## START
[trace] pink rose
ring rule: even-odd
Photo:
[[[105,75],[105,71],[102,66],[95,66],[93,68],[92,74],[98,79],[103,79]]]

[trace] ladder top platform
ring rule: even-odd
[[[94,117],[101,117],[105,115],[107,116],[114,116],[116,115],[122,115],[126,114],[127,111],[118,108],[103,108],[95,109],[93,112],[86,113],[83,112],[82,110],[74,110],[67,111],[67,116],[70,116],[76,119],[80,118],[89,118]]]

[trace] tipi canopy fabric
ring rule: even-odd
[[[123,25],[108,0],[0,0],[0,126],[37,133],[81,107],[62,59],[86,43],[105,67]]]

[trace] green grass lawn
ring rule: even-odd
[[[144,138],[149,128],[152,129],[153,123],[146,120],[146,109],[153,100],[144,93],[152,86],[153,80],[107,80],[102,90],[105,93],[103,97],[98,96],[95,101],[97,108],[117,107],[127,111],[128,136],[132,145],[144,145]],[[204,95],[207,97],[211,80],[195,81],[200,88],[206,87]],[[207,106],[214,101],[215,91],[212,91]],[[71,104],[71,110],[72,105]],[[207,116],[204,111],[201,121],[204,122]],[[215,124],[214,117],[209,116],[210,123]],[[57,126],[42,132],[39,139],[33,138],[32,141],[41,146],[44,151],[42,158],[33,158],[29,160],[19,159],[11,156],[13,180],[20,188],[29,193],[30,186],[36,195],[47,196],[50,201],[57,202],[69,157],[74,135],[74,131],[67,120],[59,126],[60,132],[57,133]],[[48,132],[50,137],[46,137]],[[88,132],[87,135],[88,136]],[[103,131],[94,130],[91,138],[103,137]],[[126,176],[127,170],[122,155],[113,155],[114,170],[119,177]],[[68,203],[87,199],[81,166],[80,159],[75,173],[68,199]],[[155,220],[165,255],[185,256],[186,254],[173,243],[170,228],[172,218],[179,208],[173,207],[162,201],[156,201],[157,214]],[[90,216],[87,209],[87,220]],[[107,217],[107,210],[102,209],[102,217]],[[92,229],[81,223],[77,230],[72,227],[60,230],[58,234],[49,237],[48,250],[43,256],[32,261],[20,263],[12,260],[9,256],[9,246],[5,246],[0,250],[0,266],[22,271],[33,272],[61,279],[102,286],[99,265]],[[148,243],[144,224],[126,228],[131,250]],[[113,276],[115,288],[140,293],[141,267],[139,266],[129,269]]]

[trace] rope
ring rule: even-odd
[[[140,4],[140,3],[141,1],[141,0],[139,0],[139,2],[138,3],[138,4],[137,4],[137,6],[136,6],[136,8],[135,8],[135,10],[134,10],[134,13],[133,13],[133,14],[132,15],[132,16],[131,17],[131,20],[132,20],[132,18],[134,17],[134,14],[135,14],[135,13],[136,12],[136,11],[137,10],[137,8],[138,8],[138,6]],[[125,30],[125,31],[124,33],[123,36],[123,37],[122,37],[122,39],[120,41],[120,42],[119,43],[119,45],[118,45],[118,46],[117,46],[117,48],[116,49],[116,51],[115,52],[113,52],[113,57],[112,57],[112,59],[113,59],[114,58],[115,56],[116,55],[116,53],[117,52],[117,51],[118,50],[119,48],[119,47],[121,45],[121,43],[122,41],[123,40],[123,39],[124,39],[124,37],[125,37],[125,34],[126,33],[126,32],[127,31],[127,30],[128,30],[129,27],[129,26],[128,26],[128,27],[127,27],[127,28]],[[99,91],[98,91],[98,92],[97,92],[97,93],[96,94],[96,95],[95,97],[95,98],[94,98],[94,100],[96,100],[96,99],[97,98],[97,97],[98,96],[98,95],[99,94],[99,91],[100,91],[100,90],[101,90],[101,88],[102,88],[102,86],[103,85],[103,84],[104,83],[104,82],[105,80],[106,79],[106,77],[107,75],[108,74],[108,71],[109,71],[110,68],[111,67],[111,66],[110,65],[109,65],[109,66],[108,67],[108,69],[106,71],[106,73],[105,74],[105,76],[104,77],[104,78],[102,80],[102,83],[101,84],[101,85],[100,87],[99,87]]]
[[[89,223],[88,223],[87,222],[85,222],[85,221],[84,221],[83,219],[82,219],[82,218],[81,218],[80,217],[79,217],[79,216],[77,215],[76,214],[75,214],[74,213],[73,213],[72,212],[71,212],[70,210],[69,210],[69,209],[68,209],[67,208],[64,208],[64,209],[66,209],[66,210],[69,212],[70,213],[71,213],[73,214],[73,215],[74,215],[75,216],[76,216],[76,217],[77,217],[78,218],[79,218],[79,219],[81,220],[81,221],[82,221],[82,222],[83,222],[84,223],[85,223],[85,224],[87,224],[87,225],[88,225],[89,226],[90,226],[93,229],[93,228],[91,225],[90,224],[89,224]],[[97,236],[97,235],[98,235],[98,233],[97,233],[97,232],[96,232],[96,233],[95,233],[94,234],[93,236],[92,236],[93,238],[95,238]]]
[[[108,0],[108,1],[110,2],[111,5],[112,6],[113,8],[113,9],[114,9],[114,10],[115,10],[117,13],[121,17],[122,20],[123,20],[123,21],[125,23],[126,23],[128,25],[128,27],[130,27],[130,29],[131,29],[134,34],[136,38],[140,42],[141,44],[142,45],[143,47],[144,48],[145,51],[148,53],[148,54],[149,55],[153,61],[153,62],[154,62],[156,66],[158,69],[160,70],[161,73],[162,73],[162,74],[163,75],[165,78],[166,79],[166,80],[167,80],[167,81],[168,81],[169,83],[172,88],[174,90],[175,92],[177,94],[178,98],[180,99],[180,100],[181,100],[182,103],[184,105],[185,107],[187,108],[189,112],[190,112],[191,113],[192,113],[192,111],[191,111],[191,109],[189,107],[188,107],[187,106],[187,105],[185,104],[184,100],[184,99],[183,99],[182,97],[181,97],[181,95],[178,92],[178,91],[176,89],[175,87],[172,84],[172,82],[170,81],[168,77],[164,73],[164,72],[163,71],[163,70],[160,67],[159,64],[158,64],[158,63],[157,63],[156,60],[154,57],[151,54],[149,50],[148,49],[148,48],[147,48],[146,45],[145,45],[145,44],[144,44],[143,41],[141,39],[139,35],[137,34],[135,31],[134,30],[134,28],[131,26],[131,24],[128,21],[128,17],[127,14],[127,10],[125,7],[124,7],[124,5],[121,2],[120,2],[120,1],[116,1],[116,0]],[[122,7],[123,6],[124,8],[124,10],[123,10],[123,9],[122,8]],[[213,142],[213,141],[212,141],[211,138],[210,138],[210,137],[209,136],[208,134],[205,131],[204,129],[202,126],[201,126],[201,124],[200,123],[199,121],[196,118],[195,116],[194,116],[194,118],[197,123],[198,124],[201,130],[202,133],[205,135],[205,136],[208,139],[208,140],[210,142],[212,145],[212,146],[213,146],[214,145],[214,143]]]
## END
▶ [Exercise description] How many lines in the records above contain the string "trace"? Reply with the number only.

▶ [Expected answer] 5